# Tasks for this exercise
(a) In the mystery game review, how many combinations can make up the full solution to the mystery?
(b) Can you carry on the mystery game review from the point where it stops?

# Given passage
** BEGIN **

There are plenty of suspects, among them FBI Agent Mike Kruger, Ambassador Bahajian, and nurse Diane Hunter, and the various combinations that can go to make up the full solution to the mystery, number over 2,000. So each time you play you get a different game.

After some preliminaries checking out the world news, and satisfying the program that you have the whole package, you start out on the investigation. Almost all input can be carried out by joystick, or arrow keys plus RETURN. A cartoon view of the direction in which you are facing is displayed as a narrow strip across the centre of the screen, and can be rotated. As it moves, available commands are displayed above each feature of the picture, and the relevant detail is shown below. Thus you may be viewing the Bull & Bear Bar, with a choice to ENTER, a monument that is possible to SEARCH, and a path down which you can WALK.

Each movement and selection is accompanied by a few musical notes, which when strung together, go to make up a catchy and addictive tune. By moving around and searching, before long you will come across the PF13 hideout - but it takes more than mere searching to get in.

Talking to other characters can be helpful. After selecting TALK, the disk starts whirring, and a large digitised mug-shot appears on the screen. Below it, are four courses of action to choose from. These tend to guide your actions a little, but don't be fooled by them. They make the game look deceptively easy, which it is not - even when you have chosen the easiest of the three difficulty levels.

** END **

[Data items]
** BEGIN **

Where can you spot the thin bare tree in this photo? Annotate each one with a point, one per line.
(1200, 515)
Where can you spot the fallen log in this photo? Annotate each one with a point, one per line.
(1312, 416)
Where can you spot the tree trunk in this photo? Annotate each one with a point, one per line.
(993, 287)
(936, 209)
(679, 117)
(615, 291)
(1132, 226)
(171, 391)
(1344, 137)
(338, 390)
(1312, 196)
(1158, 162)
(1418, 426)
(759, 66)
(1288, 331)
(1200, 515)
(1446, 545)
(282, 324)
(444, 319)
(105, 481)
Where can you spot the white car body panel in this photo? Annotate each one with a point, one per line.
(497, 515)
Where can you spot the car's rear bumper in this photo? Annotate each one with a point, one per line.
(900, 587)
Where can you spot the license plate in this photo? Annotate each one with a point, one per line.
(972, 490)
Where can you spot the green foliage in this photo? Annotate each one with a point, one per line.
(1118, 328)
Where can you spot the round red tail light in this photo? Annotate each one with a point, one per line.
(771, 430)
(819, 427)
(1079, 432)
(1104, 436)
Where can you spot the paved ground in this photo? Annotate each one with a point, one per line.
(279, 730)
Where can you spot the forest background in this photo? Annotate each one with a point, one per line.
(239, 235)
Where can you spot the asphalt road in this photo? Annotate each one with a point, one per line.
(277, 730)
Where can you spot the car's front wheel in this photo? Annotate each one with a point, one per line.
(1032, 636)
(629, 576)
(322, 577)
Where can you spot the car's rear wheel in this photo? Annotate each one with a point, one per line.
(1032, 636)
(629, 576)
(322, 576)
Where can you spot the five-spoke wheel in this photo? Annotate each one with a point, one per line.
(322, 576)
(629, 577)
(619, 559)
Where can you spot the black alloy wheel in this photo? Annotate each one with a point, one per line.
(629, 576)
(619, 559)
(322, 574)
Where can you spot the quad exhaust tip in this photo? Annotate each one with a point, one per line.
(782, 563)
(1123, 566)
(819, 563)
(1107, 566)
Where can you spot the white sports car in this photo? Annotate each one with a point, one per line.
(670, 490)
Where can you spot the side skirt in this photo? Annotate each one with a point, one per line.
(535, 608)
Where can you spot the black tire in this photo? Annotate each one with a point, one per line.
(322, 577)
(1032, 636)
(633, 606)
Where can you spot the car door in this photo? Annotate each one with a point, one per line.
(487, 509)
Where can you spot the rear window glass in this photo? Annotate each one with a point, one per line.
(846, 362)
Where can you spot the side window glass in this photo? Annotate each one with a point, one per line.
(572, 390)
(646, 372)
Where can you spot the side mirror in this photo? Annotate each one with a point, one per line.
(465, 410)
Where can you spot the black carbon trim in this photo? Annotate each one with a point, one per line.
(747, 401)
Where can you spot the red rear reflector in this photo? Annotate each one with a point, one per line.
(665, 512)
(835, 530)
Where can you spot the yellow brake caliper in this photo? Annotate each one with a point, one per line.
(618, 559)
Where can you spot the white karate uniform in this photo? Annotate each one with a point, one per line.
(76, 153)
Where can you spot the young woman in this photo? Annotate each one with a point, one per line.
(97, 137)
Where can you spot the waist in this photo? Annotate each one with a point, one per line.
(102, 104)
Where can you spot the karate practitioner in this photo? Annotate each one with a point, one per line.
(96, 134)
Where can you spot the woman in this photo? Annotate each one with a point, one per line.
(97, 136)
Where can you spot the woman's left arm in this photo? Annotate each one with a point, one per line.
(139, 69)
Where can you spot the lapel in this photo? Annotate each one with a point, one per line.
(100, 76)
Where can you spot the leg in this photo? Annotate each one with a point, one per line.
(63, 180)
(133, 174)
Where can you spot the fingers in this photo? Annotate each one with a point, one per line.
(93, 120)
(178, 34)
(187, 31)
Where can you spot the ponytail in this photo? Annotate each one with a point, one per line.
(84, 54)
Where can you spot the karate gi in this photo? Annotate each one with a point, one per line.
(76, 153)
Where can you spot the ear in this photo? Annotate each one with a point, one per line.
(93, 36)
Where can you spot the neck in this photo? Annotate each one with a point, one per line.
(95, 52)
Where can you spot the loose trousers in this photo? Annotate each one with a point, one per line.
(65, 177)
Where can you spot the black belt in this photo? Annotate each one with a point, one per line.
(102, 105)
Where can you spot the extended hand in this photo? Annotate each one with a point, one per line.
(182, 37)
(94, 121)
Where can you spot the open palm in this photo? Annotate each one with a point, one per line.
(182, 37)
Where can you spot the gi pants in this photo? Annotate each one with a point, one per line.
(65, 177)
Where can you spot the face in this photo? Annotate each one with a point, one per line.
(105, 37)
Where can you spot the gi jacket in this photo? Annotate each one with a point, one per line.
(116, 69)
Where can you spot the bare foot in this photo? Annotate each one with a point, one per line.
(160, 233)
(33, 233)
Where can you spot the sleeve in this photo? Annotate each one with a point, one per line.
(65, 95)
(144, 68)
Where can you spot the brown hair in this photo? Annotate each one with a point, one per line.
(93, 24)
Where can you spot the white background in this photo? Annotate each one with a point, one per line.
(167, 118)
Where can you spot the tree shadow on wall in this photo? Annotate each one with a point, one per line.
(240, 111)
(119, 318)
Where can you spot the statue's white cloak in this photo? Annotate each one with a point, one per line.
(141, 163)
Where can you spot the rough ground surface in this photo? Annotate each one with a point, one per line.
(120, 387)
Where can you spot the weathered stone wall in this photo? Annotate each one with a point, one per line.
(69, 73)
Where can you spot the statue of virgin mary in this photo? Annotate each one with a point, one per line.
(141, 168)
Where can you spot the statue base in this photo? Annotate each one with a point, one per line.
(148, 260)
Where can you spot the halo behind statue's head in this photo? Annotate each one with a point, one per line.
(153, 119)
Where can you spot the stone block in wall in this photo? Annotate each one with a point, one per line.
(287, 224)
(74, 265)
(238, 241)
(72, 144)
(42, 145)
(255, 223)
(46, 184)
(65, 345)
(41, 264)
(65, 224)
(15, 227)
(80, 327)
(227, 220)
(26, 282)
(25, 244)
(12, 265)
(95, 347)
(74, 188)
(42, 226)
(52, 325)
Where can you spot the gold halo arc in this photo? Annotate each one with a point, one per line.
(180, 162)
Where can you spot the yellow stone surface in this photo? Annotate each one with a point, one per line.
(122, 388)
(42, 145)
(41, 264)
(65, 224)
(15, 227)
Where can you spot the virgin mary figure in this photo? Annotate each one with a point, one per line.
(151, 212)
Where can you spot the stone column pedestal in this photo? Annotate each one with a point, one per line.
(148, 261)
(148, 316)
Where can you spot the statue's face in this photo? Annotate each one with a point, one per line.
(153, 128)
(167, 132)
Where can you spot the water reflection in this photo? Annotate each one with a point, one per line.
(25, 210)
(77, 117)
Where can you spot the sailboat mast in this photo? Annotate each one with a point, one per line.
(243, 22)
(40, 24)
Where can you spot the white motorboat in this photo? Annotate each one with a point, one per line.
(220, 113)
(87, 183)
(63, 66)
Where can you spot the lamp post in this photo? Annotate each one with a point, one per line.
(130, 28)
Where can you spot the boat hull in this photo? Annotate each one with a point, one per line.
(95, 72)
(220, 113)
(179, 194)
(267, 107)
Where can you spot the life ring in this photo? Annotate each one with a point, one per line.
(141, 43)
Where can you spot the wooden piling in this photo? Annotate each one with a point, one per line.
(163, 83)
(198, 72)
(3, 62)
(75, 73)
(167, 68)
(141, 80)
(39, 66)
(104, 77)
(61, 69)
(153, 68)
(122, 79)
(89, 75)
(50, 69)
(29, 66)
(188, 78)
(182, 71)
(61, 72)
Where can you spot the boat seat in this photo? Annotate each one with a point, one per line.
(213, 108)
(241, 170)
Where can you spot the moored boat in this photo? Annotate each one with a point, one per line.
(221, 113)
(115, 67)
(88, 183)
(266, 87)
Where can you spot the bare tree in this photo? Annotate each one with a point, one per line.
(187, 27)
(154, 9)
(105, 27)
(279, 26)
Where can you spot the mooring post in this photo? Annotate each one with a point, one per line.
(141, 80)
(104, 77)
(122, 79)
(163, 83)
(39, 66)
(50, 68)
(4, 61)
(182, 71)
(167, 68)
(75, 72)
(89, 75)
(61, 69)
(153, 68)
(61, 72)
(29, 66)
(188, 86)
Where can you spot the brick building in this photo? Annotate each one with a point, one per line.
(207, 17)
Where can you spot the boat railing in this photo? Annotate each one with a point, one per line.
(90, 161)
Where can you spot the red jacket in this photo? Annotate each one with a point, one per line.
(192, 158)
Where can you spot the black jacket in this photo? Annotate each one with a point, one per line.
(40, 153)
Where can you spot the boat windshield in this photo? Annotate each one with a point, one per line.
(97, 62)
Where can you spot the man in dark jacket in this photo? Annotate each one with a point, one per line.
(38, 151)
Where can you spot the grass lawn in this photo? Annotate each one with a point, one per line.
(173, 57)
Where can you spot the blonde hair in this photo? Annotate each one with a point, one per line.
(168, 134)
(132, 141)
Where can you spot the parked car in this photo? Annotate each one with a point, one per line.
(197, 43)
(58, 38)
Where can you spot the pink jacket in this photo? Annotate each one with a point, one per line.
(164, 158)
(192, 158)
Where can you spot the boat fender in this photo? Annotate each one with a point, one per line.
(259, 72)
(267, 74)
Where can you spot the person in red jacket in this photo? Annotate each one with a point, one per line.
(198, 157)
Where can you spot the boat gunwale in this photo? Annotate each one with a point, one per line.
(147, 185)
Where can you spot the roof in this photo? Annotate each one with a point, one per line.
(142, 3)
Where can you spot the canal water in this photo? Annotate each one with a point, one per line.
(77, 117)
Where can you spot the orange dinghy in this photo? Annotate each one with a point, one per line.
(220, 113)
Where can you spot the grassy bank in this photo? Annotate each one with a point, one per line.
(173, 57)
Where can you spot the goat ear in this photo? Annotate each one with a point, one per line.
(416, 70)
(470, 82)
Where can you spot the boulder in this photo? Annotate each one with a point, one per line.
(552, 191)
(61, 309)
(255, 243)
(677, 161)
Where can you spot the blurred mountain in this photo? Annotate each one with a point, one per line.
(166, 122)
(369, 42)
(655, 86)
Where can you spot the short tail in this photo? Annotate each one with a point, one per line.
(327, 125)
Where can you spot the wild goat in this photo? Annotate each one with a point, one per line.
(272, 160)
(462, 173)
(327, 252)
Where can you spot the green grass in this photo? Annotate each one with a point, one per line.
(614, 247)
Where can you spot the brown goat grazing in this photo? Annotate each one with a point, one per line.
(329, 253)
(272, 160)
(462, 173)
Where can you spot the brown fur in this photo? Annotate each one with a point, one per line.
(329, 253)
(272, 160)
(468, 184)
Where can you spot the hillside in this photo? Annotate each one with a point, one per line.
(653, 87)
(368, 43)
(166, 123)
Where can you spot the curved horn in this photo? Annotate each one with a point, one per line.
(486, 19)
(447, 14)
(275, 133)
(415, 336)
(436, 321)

** END **

# Expected responses
(a) Over 2,000.

(b)
If you are chatting to the barmaid, for example, you may perhaps have a choice of buttering her up, asking her about PF13, buying a drink, or smiling at her. Often, a simple action like a smile, will produce more results than something more definite. While you are chatting, do watch the picture on the screen, it reacts in an uncannily lifelife way to your approaches. As the interaction with the character continues, so the options available change, until, usually, your acquaintance terminates the discussion.

As well as being able to choose between playing a male or female role, you can choose to control the game either by arrow keys or joystick. I would recommend that keyboard input is used rather, since moving the option selection highlight prior to selecting, is much more accurate with an arrow key. With the joystick, it is too easy to overshoot. As well as playing solo, the game provides for up to four players to participate, each controlling his or her own 'tec.

The package includes a card for keeping track of suspects, which it recommends is photocopied for continued use. Strange, then, that the game is protected by information within 'The Little Black Book' that is required during play. Well, while photocopying the card, why not copy the book as well?!

Turn the colour down and the sound up, to enjoy 'a mystery in black and white'. Here is a completely novel game system, with a mixture of cartoon style graphics and digitised pictures, plus some catchy music, that has taken over a year to reach the UK. What a shame! I wonder why...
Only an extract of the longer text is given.